*Material shown:*
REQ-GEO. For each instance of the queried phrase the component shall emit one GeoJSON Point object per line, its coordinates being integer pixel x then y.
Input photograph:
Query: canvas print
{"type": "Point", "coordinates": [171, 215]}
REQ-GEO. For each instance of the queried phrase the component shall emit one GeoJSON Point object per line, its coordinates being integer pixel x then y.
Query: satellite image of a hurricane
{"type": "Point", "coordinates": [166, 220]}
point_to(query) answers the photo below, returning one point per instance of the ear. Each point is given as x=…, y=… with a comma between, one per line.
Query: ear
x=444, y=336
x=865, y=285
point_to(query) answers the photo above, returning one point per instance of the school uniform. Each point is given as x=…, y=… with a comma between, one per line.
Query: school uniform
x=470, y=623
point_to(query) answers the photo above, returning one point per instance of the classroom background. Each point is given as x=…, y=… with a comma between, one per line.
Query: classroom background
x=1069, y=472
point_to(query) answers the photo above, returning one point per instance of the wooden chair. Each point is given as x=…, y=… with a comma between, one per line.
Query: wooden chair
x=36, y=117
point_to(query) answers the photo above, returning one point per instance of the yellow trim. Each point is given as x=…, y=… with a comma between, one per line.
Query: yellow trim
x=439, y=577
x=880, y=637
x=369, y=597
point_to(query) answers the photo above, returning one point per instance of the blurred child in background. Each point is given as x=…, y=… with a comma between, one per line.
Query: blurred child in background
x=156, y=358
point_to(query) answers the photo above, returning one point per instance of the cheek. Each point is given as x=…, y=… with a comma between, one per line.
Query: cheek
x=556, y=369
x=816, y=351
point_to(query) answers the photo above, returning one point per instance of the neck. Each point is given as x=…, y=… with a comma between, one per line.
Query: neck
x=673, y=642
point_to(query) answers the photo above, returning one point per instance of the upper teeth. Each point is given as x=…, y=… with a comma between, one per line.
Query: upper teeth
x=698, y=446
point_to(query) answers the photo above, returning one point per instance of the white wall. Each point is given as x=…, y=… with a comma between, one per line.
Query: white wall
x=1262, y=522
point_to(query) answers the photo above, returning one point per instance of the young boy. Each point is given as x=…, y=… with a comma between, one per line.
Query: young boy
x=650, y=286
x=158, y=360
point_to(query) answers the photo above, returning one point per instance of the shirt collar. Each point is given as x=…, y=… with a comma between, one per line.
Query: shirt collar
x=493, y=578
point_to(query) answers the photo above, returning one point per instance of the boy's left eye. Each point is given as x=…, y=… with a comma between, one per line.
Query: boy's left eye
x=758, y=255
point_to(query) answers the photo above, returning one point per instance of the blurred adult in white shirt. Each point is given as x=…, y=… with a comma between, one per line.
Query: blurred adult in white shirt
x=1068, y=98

*Problem to work on:*
Give back the data exactly, with no line dropped.

*Solution to this task:*
REQ-GEO. For each instance of the queried phrase the component shall emit one GeoJSON Point object per line, its coordinates being integer pixel x then y.
Input photograph:
Query: canvas print
{"type": "Point", "coordinates": [171, 215]}
REQ-GEO. For each instance of the queried phrase the component shall emit one GeoJSON Point object per line, its coordinates being integer pixel x then y.
Query: satellite image of a hurricane
{"type": "Point", "coordinates": [166, 220]}
point_to(query) answers the photo below, returning one point per instance of the ear. Each point is given as x=…, y=… with a comma between, one per line.
Query: ear
x=444, y=336
x=865, y=285
point_to(query) answers the photo above, returning one point per instance of the school uniform. Each point is given as x=…, y=… with a comma between, one per line.
Query: school uniform
x=470, y=623
point_to(query) answers the photo above, returning one point per instance of the classroom background. Each point is given as x=…, y=… with a comma between, one per line.
Query: classroom background
x=1069, y=472
point_to(query) answers the photo above, returning one point per instance of the wooden chair. Each point is given as x=…, y=… with a comma between, one per line.
Query: wooden chair
x=36, y=117
point_to(query) answers the photo above, returning one point per instance of the yellow trim. Each point is given as x=…, y=… with a comma between, one per line.
Query: yellow trim
x=439, y=577
x=880, y=637
x=369, y=597
point_to(query) answers the photo above, returning one point per instance of the blurred child in background. Each point is given as x=…, y=… with a comma between, one per line.
Query: blurred child in background
x=156, y=358
point_to(query) answers the photo above, returning one point per instance of the cheek. Each point is given as x=…, y=… with a comma between, one per line.
Query: cheek
x=556, y=369
x=816, y=351
point_to(query) answers the photo above, returning one point per instance of the neck. Each point is given as x=…, y=… with a comma between, one per line.
Query: neck
x=673, y=642
point_to(query) answers the photo above, returning one point per instance of the upper teeth. Each point is given as x=…, y=… with a comma between, one per line.
Query: upper teeth
x=698, y=446
point_to(query) answers the photo above, returning one point per instance of the white wall. Each point is given as x=…, y=… with a comma between, one per line.
Query: white wall
x=1262, y=522
point_to(query) answers the photo above, returning one point per instance of the young boy. Each point is given as x=…, y=… with a comma between, one per line.
Query: young boy
x=650, y=286
x=158, y=360
point_to(query) answers the photo above, returning one point per instance of the shirt collar. Each point is given as x=…, y=… with a comma between, one per line.
Query: shirt collar
x=493, y=578
point_to(query) answers the photo above, returning one point per instance of the boy's left eye. Each point is given as x=…, y=… with a comma between, one per line.
Query: boy's left eye
x=758, y=255
point_to(query) answers the photo above, returning one point per instance of the blurred adult in white shirt. Each point is given as x=…, y=… with a comma between, one per line.
Query: blurred adult in white shirt
x=1068, y=98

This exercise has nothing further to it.